> _GOAL_
Type out the whole listing below again, character for character, without changing a single line.

> _PROVIDED DATA_
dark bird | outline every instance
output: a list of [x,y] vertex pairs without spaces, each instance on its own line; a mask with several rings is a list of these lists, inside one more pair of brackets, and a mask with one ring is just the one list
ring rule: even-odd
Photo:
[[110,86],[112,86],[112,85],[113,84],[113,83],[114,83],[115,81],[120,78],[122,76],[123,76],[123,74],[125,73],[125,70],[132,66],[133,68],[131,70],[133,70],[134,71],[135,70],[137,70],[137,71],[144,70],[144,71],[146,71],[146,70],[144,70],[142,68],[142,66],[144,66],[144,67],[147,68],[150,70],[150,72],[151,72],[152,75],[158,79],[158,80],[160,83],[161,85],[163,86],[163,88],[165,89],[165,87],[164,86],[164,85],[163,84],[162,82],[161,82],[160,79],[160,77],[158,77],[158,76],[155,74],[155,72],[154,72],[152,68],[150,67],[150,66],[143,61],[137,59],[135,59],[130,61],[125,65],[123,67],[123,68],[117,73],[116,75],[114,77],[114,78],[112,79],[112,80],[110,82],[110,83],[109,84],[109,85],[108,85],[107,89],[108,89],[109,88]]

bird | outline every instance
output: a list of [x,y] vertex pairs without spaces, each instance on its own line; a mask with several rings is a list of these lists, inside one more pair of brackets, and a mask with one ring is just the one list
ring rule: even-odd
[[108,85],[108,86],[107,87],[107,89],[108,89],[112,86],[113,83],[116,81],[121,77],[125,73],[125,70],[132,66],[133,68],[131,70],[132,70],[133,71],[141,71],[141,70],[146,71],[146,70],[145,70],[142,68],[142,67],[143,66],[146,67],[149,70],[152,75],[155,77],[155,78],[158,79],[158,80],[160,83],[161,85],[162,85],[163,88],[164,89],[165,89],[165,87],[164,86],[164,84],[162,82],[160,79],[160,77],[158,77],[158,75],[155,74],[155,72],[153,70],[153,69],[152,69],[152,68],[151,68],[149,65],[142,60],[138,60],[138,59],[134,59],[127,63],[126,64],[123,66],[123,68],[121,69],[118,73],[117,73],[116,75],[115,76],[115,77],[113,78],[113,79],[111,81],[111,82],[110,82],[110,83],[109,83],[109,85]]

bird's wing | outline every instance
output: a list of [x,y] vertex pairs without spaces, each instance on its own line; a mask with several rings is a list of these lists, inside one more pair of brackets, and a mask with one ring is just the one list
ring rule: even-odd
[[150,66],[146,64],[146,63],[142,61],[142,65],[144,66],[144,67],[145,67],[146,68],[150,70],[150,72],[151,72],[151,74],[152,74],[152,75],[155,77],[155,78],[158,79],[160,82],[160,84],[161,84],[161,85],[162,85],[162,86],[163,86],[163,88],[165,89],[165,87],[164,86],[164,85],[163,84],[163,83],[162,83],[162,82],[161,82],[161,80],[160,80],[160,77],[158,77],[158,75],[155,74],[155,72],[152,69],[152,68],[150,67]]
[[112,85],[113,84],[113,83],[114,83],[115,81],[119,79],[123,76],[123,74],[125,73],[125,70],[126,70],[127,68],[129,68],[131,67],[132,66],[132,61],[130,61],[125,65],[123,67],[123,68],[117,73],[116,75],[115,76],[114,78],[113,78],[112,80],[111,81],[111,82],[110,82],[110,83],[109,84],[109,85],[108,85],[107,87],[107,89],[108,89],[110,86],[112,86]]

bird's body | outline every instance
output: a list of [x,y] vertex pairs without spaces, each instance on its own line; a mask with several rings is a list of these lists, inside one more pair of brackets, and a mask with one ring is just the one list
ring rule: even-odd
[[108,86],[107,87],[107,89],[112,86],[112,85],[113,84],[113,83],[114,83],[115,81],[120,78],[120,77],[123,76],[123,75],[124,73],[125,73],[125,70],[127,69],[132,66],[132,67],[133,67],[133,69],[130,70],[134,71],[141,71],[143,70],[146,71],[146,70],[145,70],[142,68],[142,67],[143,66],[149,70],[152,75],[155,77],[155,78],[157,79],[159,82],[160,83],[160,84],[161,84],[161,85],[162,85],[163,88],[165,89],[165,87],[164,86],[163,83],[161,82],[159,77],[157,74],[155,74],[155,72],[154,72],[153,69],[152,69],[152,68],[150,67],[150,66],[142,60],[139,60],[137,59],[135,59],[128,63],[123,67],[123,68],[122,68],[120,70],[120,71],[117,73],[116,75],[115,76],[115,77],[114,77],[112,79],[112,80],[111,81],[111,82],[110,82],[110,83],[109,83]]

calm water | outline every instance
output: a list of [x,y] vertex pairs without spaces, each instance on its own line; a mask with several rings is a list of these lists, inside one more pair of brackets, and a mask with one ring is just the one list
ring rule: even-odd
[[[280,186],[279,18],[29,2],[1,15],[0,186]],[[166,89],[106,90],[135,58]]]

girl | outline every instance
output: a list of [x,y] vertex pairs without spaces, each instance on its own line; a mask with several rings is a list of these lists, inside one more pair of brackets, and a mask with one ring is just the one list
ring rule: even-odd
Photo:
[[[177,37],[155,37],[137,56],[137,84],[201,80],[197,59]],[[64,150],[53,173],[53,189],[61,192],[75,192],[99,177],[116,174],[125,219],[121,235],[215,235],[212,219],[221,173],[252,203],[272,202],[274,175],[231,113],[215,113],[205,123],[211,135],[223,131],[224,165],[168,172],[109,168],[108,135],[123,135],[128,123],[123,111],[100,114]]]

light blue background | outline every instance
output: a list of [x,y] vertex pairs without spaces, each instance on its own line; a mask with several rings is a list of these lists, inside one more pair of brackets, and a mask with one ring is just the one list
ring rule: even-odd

> _TASK RESPONSE_
dark bird | outline every instance
output: a list of [x,y] vertex pairs without spaces, each instance on its own line; a mask with several rings is a list of these lists, inside one more pair of brackets, and a mask with one ring is just the one list
ring rule: even-odd
Photo:
[[110,86],[112,86],[112,85],[113,84],[113,83],[114,83],[115,81],[120,78],[122,76],[123,76],[123,74],[125,73],[125,70],[132,66],[133,68],[131,70],[133,70],[134,71],[135,70],[137,70],[137,71],[144,70],[144,71],[146,71],[146,70],[144,70],[142,68],[142,66],[144,66],[144,67],[147,68],[150,70],[150,72],[151,72],[152,75],[158,79],[158,80],[160,83],[161,85],[163,86],[163,88],[165,89],[165,87],[164,86],[164,85],[163,84],[162,82],[161,82],[160,79],[160,77],[158,77],[158,76],[155,74],[155,72],[154,72],[152,68],[150,67],[150,66],[143,61],[137,59],[135,59],[130,61],[125,65],[123,67],[123,68],[117,73],[116,75],[114,77],[114,78],[112,79],[112,80],[110,82],[110,83],[109,84],[109,85],[108,85],[107,89],[108,89],[109,88]]

bird | outline every instance
output: a list of [x,y] vertex pairs without spaces, each instance on its own line; a mask with several rings is a list of these lists, inside one more pair of brackets, and a mask with one ring is just the one list
ring rule: even-odd
[[108,85],[108,86],[107,87],[107,89],[108,89],[112,86],[113,83],[116,81],[121,77],[125,73],[125,70],[132,66],[133,68],[131,70],[132,70],[133,71],[141,71],[141,70],[146,71],[146,70],[145,70],[142,68],[142,67],[143,66],[146,67],[149,70],[152,75],[155,77],[155,78],[158,79],[158,80],[160,83],[161,85],[162,85],[163,88],[164,89],[165,89],[165,87],[164,86],[164,84],[162,82],[160,79],[160,77],[158,77],[158,75],[155,74],[155,72],[153,70],[153,69],[152,69],[152,68],[151,68],[149,65],[142,60],[138,60],[138,59],[134,59],[127,63],[126,64],[123,66],[123,68],[121,69],[118,73],[117,73],[116,75],[115,76],[115,77],[113,78],[113,79],[111,81],[111,82],[110,82],[110,83],[109,83],[109,85]]

bird's wing | outline every instance
output: a list of [x,y] vertex pairs without spaces, each instance on its own line; a mask with several rings is a list of these lists, inside one more pair of brackets, and a mask with one ring is just the one list
ring rule: even-odd
[[150,66],[146,64],[146,63],[142,61],[142,65],[144,66],[144,67],[145,67],[146,68],[150,70],[150,72],[151,72],[151,74],[152,74],[152,75],[155,77],[155,78],[158,79],[160,82],[160,84],[161,84],[161,85],[162,85],[162,86],[163,86],[163,88],[165,89],[165,87],[164,86],[164,85],[163,84],[163,83],[162,83],[162,82],[161,82],[161,80],[160,80],[160,77],[158,77],[158,75],[155,74],[155,72],[152,69],[152,68],[150,67]]
[[112,85],[113,84],[113,83],[114,83],[115,81],[119,79],[123,76],[123,74],[125,73],[125,70],[126,70],[127,68],[129,68],[131,67],[132,66],[132,61],[130,61],[125,65],[123,67],[123,68],[117,73],[116,75],[115,76],[114,78],[113,78],[112,80],[111,81],[111,82],[110,82],[110,83],[109,84],[109,85],[108,85],[107,87],[107,89],[108,89],[110,86],[112,86]]

bird's body | outline every instance
output: a list of [x,y] vertex pairs without spaces, each instance on its own line; a mask with several rings is a list of these lists, inside one more pair of brackets, and a mask with one ring is just the one list
ring rule: even-odd
[[108,86],[107,87],[107,89],[112,86],[112,85],[113,84],[113,83],[114,83],[115,81],[120,78],[120,77],[123,76],[123,75],[124,73],[125,73],[125,70],[127,69],[132,66],[132,67],[133,67],[133,69],[130,70],[134,71],[141,71],[143,70],[146,71],[146,70],[145,70],[142,68],[142,67],[143,66],[149,70],[152,75],[155,77],[155,78],[157,79],[159,82],[160,83],[160,84],[161,84],[161,85],[162,85],[163,88],[165,89],[165,87],[164,86],[163,83],[161,82],[159,77],[157,74],[155,74],[155,72],[154,72],[153,69],[152,69],[152,68],[150,67],[150,66],[142,60],[139,60],[137,59],[135,59],[128,63],[123,67],[123,68],[122,68],[120,70],[120,71],[117,73],[116,75],[115,76],[115,77],[114,77],[112,79],[112,80],[111,81],[111,82],[110,82],[110,83],[109,83]]

calm water | outline every instance
output: a list of [x,y] vertex pairs without spaces, each instance on its own line; a mask with several rings is a list of these lists, inside one more pair of brackets, and a mask with one ring is just the one list
ring rule: even-odd
[[[280,186],[279,18],[29,2],[1,15],[0,186]],[[166,89],[106,90],[135,58]]]

girl | outline every instance
output: a list of [x,y] vertex pairs without spaces, each instance on its own line; a mask with several rings is a list of these lists, inside one more pair of brackets, and a mask with one ring is just the one list
ring rule: even-odd
Photo:
[[[177,37],[155,37],[137,56],[137,84],[201,80],[197,59]],[[64,150],[53,173],[53,189],[61,192],[75,192],[99,177],[116,174],[125,219],[121,235],[215,235],[212,219],[221,173],[252,203],[272,202],[274,175],[231,113],[215,113],[205,123],[211,135],[223,131],[224,165],[168,172],[109,168],[108,135],[123,135],[128,123],[123,111],[100,114]]]

light blue background | outline every instance
output: a list of [x,y] vertex pairs without spaces, each instance on its own line; a mask with several rings is a list of these lists, inside one more pair of brackets, and a mask with one ring is just the one list
ring rule: even-odd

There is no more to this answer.